● **Exercise brief**: Your task is to return the line containing "recessed ceiling light" and each line after it through the end of the entries, exactly, with no other lines.

▶

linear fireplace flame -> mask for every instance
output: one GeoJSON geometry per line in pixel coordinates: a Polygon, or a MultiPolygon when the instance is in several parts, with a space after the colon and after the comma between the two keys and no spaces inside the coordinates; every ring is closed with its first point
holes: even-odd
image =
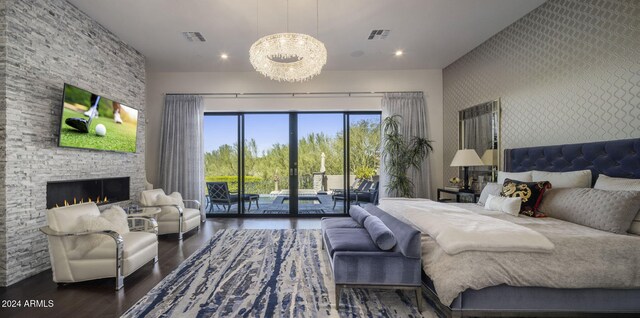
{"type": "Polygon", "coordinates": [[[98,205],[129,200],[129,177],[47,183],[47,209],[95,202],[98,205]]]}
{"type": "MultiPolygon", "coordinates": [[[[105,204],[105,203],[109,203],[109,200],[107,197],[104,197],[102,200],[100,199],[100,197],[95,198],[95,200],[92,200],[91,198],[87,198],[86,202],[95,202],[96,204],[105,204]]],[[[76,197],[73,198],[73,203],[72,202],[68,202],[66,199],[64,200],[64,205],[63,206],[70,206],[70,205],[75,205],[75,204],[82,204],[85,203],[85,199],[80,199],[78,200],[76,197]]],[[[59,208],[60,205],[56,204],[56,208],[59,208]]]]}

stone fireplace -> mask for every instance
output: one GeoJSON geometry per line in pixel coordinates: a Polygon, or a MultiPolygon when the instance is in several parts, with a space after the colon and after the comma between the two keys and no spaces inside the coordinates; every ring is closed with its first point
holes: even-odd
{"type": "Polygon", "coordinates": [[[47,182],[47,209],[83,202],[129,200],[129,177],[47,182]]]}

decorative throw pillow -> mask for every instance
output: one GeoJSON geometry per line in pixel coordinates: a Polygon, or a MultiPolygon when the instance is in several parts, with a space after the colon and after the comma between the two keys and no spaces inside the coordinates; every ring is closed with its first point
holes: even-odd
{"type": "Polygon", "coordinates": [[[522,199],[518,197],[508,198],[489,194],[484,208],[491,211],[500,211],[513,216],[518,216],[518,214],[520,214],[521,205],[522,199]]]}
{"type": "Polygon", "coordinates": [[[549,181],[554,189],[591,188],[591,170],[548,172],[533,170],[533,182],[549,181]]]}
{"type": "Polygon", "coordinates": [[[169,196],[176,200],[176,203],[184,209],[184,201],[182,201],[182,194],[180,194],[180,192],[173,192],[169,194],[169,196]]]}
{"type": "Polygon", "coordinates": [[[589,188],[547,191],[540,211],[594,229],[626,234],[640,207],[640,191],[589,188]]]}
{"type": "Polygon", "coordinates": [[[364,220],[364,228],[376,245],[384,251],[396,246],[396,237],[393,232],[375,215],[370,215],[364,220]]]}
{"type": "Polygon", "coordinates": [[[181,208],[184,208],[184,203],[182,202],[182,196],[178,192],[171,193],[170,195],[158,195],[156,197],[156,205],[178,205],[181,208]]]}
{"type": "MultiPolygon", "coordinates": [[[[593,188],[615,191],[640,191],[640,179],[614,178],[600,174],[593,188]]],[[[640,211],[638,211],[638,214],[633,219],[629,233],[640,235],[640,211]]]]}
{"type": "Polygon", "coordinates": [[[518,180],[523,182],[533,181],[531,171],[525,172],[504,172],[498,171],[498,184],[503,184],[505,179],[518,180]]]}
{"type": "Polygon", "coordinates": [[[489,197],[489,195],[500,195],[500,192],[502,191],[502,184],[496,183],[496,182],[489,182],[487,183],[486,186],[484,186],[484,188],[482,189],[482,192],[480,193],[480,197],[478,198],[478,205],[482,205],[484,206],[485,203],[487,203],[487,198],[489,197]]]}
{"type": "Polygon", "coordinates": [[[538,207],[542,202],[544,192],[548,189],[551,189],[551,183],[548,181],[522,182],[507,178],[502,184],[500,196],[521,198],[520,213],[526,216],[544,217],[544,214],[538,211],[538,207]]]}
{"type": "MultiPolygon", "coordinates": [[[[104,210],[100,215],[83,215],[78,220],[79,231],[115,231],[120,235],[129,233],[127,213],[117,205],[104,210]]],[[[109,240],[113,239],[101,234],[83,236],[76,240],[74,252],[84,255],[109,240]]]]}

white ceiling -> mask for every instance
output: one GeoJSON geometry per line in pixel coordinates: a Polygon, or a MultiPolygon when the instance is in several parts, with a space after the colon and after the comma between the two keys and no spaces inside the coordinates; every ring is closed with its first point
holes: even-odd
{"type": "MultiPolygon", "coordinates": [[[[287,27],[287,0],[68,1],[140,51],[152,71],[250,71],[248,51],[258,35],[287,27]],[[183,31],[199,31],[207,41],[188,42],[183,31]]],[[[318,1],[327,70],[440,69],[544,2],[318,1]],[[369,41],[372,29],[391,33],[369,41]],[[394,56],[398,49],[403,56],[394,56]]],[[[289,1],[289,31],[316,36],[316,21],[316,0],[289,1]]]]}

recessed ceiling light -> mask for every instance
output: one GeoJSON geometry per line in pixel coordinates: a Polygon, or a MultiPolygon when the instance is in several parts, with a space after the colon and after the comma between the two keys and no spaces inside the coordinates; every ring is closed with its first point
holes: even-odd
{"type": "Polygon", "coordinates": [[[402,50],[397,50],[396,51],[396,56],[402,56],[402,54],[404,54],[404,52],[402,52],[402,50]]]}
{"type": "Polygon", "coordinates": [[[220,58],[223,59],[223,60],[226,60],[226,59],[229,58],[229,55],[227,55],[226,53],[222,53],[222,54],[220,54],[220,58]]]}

◀

● **Task output**:
recessed ceiling light -> mask for every instance
output: one GeoJSON geometry per line in pixel coordinates: a Polygon, or a MultiPolygon when the instance is in several parts, with a space after the colon and after the comma between the two keys and no spaces inside the coordinates; every ring is closed with its first point
holes: even-odd
{"type": "Polygon", "coordinates": [[[402,50],[397,50],[396,51],[396,56],[402,56],[402,54],[404,54],[404,52],[402,52],[402,50]]]}
{"type": "Polygon", "coordinates": [[[220,58],[223,59],[223,60],[226,60],[226,59],[229,58],[229,55],[227,55],[226,53],[222,53],[222,54],[220,54],[220,58]]]}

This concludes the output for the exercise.